What is being asked:
Transcribe exactly, and only, the lines running from the one that contains "POST /point" through the last line of the material. No pictures.

====== Supplied data ======

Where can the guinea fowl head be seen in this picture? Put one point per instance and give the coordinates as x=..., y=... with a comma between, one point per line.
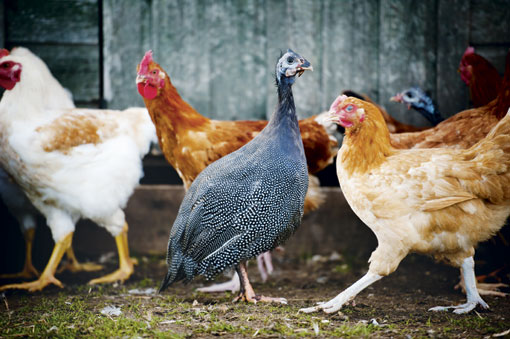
x=10, y=71
x=289, y=65
x=150, y=77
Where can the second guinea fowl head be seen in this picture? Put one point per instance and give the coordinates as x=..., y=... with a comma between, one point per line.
x=289, y=65
x=150, y=77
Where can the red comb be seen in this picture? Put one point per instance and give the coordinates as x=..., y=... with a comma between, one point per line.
x=144, y=65
x=337, y=102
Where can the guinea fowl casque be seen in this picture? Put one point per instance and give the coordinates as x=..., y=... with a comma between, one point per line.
x=191, y=141
x=71, y=163
x=249, y=201
x=430, y=201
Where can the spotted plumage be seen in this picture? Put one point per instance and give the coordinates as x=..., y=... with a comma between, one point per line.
x=247, y=202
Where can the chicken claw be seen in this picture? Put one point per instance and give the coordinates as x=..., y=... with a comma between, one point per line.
x=473, y=298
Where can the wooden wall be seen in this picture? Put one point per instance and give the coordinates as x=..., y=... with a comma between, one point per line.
x=221, y=54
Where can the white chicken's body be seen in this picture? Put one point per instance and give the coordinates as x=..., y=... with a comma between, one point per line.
x=71, y=163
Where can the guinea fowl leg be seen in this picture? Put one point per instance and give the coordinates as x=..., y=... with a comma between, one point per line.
x=473, y=298
x=264, y=265
x=232, y=285
x=47, y=277
x=125, y=262
x=247, y=293
x=73, y=265
x=28, y=270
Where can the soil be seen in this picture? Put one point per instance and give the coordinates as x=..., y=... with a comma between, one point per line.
x=396, y=306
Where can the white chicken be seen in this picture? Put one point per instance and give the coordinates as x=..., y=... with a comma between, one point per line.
x=71, y=163
x=15, y=199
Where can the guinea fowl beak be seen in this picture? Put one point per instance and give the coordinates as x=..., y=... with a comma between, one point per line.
x=397, y=98
x=304, y=66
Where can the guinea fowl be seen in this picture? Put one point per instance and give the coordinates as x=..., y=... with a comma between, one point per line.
x=248, y=202
x=190, y=141
x=414, y=97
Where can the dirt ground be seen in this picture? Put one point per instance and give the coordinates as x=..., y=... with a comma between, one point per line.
x=393, y=307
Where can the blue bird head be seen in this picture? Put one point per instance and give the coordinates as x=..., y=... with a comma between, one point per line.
x=289, y=65
x=417, y=99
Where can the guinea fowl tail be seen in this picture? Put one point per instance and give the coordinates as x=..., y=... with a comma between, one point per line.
x=176, y=270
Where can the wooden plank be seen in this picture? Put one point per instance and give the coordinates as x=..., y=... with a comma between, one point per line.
x=350, y=49
x=452, y=94
x=407, y=53
x=490, y=21
x=49, y=21
x=295, y=25
x=75, y=67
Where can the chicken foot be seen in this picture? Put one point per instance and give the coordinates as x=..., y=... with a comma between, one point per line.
x=347, y=295
x=28, y=270
x=484, y=288
x=47, y=277
x=473, y=298
x=265, y=266
x=126, y=263
x=247, y=293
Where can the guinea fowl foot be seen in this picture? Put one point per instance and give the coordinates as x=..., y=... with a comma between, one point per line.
x=247, y=293
x=233, y=286
x=126, y=263
x=33, y=286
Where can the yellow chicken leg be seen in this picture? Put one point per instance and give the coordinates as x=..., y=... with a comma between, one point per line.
x=28, y=270
x=47, y=277
x=73, y=265
x=125, y=262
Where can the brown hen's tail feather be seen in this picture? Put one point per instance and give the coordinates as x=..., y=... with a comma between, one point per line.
x=314, y=196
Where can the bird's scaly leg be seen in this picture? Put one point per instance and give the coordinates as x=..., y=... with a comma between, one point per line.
x=74, y=265
x=29, y=270
x=47, y=277
x=473, y=298
x=125, y=262
x=232, y=285
x=247, y=293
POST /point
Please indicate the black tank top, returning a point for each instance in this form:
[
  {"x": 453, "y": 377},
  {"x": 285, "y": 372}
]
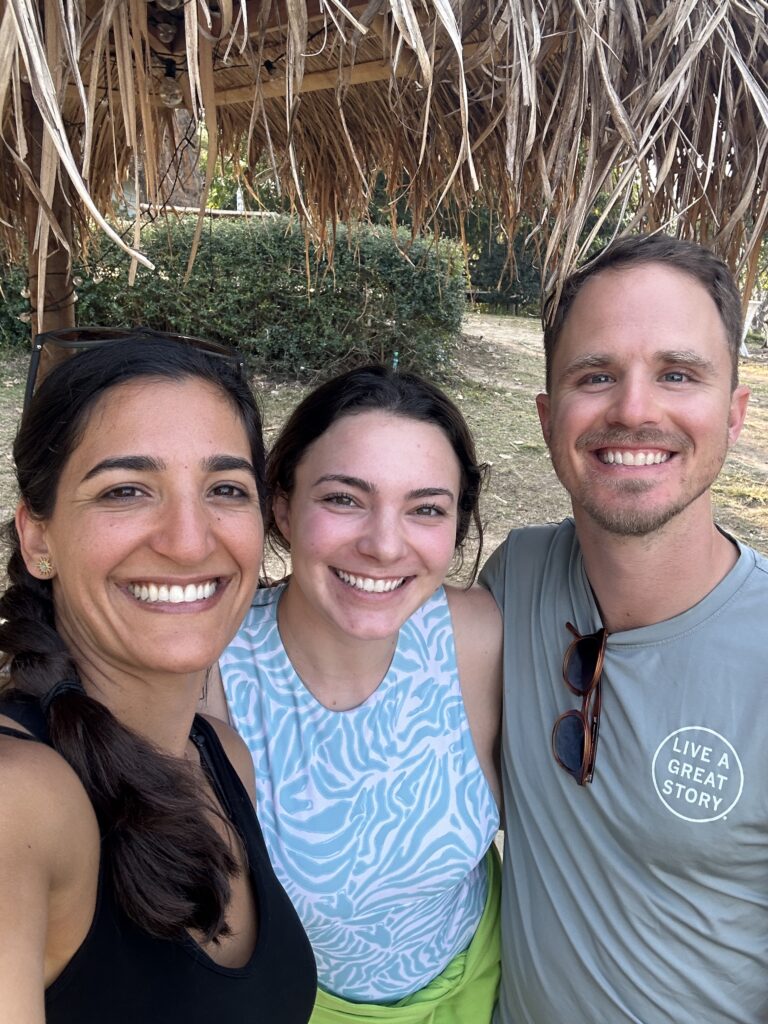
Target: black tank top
[{"x": 123, "y": 975}]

======

Expected answer:
POST /point
Please indicate the black tank top, returning a point for each instance in this form:
[
  {"x": 453, "y": 377},
  {"x": 285, "y": 372}
]
Target: black tank top
[{"x": 123, "y": 975}]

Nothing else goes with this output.